» **EXTRACTED TEXT**
Hays then rightly points out that this canonical discipline does not apply to the wider society, for which “the right to privacy may well be a useful principle for a secular political order.”
2. As for cross, there is an implicit and crucial connection between homosexuality and the cross in Romans. The human unrighteousness in Rom 1 is the condition that makes the cross (ie, the death of Christ) necessary (Rom 5:8). In addition, “[t]he human unrighteousness detailed in Rom 1 is answered by the righteousness of God, who puts forward Jesus to die for unrighteousness (Rom 3:23-25), enabling [us] to walk in newness of life.” (392)

» **THE PROBLEM**
Condense the paragraph beginning "2. As for cross" in the excerpt on Romans into a short bulleted list that keeps its main facts. These items were taken from a separate source.

Stored items:
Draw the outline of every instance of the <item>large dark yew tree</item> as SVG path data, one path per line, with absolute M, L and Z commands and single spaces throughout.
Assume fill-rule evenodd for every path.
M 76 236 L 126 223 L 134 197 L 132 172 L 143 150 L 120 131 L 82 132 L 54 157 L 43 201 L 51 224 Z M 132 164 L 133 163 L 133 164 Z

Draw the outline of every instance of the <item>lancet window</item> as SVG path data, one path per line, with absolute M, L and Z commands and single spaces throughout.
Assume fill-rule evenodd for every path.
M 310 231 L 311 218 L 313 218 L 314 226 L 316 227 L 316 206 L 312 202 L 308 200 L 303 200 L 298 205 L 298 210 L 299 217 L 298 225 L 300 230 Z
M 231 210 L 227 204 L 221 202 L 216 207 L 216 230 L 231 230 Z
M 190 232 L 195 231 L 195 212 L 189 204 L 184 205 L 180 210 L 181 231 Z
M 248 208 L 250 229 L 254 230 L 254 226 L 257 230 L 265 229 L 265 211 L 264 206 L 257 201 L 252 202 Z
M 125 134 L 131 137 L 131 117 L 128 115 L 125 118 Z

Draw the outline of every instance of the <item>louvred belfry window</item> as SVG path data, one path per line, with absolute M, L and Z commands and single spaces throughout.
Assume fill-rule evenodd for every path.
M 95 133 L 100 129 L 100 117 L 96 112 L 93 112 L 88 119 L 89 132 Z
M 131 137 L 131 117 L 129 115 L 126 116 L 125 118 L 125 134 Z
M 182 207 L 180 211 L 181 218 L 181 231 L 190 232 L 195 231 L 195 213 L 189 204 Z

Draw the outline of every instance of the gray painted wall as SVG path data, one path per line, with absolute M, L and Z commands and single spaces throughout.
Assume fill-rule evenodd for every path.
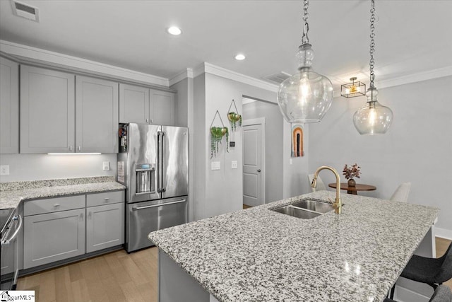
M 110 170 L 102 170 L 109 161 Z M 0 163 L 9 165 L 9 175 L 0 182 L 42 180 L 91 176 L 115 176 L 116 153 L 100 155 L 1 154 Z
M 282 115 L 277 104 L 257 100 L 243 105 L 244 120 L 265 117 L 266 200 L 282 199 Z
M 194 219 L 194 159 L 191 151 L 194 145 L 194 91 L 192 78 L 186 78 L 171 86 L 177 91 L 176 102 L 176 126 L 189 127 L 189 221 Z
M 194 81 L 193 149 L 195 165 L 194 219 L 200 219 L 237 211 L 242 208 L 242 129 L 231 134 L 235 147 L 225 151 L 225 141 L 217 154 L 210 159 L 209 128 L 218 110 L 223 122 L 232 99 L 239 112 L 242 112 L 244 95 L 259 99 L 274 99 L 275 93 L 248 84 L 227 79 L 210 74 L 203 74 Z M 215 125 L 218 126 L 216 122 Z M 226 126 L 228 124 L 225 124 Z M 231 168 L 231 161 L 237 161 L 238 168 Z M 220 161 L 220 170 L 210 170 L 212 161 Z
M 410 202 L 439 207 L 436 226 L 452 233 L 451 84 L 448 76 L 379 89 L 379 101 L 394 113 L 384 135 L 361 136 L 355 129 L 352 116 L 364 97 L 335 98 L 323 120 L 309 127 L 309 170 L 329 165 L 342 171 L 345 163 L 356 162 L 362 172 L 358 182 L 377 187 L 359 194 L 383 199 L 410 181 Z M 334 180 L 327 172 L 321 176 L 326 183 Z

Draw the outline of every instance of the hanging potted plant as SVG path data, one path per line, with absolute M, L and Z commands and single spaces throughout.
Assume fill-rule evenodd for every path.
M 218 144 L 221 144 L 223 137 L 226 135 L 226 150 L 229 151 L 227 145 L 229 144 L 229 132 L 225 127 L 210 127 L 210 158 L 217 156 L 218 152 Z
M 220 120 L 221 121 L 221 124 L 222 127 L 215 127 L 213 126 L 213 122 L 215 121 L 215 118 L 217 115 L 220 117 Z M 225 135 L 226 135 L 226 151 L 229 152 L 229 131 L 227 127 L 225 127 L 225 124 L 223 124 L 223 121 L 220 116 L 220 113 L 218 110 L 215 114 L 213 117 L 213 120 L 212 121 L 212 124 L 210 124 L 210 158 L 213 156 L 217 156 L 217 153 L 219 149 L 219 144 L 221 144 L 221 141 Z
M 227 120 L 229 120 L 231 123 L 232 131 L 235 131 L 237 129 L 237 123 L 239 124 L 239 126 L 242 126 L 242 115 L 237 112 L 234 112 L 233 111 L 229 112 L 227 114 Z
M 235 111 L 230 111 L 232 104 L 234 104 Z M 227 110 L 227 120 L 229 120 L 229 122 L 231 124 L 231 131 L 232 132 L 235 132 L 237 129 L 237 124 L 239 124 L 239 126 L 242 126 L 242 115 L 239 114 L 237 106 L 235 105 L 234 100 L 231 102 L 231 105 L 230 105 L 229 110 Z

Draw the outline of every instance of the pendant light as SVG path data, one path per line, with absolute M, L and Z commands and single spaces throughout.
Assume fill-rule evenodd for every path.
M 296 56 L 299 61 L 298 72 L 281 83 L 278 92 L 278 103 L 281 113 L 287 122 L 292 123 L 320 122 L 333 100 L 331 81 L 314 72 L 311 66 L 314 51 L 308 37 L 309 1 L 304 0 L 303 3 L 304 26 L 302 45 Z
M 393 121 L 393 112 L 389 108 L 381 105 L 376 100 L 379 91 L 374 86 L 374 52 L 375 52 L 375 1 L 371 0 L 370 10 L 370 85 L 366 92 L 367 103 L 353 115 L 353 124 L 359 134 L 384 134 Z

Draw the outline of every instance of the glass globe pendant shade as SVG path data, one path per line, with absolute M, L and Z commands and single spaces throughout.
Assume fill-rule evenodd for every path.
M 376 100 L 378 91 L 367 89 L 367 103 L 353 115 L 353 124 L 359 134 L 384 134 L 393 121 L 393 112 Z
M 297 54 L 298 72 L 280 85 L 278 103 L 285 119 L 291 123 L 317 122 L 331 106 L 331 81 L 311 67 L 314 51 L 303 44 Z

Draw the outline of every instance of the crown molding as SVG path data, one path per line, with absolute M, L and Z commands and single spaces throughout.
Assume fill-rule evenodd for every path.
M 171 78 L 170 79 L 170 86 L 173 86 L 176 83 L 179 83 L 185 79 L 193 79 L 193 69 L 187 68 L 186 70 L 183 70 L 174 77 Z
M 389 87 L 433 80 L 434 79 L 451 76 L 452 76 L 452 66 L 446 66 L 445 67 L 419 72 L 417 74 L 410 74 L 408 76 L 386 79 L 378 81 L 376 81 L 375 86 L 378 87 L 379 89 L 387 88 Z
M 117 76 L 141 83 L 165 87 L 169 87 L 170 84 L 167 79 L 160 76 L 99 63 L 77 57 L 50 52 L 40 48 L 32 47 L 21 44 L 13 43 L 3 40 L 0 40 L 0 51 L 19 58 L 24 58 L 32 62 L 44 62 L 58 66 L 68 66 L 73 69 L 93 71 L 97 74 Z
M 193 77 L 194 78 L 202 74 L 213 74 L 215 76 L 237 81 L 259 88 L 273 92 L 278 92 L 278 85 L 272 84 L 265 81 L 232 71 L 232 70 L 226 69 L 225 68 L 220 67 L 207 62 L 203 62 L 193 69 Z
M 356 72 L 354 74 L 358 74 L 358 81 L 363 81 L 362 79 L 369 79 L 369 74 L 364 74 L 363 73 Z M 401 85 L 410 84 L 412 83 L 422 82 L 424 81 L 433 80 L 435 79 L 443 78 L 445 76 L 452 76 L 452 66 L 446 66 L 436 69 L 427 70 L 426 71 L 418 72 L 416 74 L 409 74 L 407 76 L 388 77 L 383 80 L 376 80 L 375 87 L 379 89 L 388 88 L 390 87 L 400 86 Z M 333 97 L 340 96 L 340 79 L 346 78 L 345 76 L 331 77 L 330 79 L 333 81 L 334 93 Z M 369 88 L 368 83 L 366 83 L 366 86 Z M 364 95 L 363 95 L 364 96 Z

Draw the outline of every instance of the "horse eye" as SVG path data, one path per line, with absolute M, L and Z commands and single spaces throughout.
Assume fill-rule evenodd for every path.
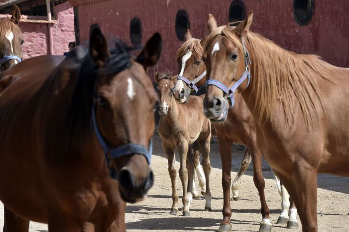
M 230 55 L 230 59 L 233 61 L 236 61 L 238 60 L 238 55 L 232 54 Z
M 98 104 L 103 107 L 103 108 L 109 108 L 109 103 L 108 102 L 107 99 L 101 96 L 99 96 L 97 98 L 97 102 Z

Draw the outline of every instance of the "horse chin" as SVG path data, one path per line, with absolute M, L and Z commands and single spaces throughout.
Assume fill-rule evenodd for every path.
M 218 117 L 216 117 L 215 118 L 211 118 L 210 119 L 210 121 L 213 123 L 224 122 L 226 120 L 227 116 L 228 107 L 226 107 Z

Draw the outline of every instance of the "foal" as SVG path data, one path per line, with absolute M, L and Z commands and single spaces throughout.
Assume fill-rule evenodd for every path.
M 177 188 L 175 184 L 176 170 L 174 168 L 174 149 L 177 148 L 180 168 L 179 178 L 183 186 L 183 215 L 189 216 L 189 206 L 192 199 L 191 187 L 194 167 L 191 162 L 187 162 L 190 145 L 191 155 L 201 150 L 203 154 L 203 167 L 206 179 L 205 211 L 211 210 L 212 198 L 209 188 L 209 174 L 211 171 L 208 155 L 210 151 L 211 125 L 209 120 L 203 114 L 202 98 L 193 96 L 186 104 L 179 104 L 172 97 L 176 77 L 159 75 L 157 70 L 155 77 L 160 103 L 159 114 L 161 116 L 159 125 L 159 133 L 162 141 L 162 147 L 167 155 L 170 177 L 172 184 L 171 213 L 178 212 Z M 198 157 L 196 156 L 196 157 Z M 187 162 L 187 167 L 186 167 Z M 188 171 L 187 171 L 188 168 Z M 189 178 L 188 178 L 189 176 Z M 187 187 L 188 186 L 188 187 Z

» **RESULT FOR THIS EXERCISE**
- Romans draws an implicit, crucial connection between homosexuality and the cross.
- The human unrighteousness in Rom 1 is what makes the cross, the death of Christ, necessary (Rom 5:8).
- That unrighteousness is answered by the righteousness of God, who puts forward Jesus to die for unrighteousness (Rom 3:23-25).
- This enables people to walk in newness of life.